--- begin SOURCE TEXT ---

Professional ratings
Review scores
| Source | Rating |
| AllMusic | Star |
| Entertainment Weekly | B− |
| NME | 2/10 |
| Pitchfork | 6.8/10 |

==Promotion and reception==
To promote the album, Paul McCartney held an 80-minute webcast on 17 December 1998. During the show, McCartney answered questions submitted by fans about Linda and the recording of the album, played promo videos and cooked mashed potatoes.
The album reached number 127 in the UK charts with two singles released in support. The title track made the top 75, at number 74, while "The Light Comes from Within" charted at number 56.

--- end SOURCE TEXT ---

§ **JOBS**:
(A) In the album passage, what position did "The Light Comes from Within" reach in the charts?
(B) From the album passage, extract the stretch from "The album reached" through "at number 56.".

--- begin STORED ROWS ---

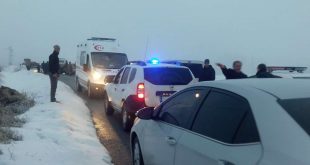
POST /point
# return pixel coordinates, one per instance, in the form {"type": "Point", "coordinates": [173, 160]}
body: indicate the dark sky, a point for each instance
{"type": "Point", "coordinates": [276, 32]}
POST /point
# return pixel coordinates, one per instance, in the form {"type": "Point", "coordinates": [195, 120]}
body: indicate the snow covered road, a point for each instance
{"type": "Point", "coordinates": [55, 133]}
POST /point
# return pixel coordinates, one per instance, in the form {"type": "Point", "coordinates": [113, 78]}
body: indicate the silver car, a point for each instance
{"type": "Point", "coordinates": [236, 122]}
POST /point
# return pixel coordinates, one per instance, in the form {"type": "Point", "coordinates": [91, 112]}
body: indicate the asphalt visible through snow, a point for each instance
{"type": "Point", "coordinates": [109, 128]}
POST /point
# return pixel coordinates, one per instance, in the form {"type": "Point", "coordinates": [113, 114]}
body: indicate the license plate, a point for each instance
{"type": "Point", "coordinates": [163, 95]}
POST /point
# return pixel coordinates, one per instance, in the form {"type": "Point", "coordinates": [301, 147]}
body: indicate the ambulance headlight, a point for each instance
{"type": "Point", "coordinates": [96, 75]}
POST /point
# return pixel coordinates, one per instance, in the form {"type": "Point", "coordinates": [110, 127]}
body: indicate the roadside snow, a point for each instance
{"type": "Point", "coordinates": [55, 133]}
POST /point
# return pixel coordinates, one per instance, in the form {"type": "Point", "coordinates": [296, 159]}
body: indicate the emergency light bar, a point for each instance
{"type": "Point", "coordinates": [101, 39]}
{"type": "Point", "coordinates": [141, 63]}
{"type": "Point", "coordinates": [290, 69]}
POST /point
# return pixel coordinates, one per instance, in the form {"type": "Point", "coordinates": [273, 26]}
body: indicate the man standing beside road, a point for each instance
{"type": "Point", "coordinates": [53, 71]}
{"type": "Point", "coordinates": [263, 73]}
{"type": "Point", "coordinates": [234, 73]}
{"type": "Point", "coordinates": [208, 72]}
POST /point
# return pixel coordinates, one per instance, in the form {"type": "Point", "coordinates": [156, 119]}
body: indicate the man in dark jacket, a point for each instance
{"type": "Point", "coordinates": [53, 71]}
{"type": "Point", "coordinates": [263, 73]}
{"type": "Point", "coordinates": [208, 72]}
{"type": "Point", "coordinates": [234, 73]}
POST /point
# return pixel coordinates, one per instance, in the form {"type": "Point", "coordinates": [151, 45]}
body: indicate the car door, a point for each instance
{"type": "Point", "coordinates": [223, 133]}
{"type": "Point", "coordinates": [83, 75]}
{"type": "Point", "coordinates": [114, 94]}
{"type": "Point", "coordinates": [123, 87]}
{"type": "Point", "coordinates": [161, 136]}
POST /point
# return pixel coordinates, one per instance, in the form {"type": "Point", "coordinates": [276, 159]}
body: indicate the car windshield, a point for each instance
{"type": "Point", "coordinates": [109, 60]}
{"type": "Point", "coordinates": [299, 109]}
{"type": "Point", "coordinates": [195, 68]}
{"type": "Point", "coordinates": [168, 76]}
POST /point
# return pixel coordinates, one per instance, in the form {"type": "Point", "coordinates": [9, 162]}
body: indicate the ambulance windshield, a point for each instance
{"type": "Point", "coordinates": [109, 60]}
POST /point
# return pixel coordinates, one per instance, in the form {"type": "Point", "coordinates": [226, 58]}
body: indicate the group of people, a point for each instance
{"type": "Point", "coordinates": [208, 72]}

--- end STORED ROWS ---
--- begin STORED ROWS ---

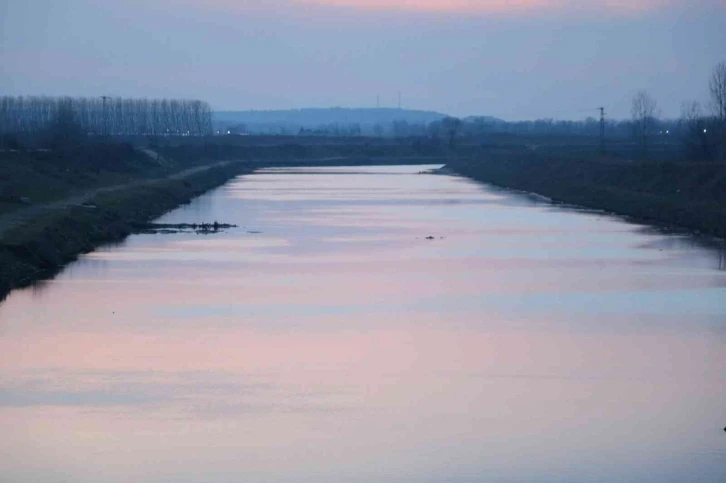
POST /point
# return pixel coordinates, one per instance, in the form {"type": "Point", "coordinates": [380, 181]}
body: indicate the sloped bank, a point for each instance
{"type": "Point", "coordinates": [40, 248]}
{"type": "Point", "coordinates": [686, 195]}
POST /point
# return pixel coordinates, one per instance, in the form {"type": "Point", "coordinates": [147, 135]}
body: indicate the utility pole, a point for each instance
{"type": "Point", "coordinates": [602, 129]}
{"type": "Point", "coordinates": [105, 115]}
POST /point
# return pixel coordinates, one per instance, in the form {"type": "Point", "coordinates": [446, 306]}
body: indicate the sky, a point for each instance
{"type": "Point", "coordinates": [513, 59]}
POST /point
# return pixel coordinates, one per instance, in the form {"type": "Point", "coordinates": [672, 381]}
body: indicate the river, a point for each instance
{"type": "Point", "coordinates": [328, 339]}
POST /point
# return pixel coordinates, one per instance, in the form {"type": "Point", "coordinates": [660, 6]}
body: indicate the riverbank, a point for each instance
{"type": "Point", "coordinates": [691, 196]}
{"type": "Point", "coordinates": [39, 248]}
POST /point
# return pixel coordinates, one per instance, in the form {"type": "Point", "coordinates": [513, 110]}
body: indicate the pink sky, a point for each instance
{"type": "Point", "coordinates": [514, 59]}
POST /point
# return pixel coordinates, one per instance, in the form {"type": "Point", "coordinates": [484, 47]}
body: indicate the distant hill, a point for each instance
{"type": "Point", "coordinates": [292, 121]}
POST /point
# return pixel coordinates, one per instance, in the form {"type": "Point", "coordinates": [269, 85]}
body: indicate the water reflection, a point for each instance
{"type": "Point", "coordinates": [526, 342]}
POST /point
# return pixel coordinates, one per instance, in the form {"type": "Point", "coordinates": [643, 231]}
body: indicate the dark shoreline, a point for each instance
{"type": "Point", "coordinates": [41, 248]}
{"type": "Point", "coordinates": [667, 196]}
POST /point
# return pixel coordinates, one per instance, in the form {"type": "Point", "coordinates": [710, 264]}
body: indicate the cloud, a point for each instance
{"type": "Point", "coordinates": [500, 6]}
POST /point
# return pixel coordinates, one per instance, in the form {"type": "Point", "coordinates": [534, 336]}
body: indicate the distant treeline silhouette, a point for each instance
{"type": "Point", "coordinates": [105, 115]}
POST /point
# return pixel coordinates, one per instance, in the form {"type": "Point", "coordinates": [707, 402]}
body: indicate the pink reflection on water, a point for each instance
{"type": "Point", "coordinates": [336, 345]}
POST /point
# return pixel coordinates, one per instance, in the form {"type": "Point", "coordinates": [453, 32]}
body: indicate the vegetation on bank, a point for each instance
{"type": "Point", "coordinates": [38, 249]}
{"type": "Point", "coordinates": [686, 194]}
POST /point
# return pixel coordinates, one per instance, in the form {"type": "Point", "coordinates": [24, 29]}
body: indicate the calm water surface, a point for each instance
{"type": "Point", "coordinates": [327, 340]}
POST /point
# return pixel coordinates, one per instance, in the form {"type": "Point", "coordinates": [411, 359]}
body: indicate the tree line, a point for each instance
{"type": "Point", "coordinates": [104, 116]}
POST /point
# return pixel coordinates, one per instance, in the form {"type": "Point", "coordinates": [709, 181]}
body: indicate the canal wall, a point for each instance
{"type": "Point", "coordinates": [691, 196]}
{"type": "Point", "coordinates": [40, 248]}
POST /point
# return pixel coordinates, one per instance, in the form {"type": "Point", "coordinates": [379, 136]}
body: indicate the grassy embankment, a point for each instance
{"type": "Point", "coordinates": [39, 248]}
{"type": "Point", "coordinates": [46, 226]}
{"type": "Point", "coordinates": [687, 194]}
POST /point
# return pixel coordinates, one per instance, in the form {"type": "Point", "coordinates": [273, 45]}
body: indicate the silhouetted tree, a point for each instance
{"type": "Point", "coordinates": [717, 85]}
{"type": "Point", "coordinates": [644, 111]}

--- end STORED ROWS ---

§ **SET OF ANSWERS**:
(A) Number 56.

(B)
The album reached number 127 in the UK charts with two singles released in support. The title track made the top 75, at number 74, while "The Light Comes from Within" charted at number 56.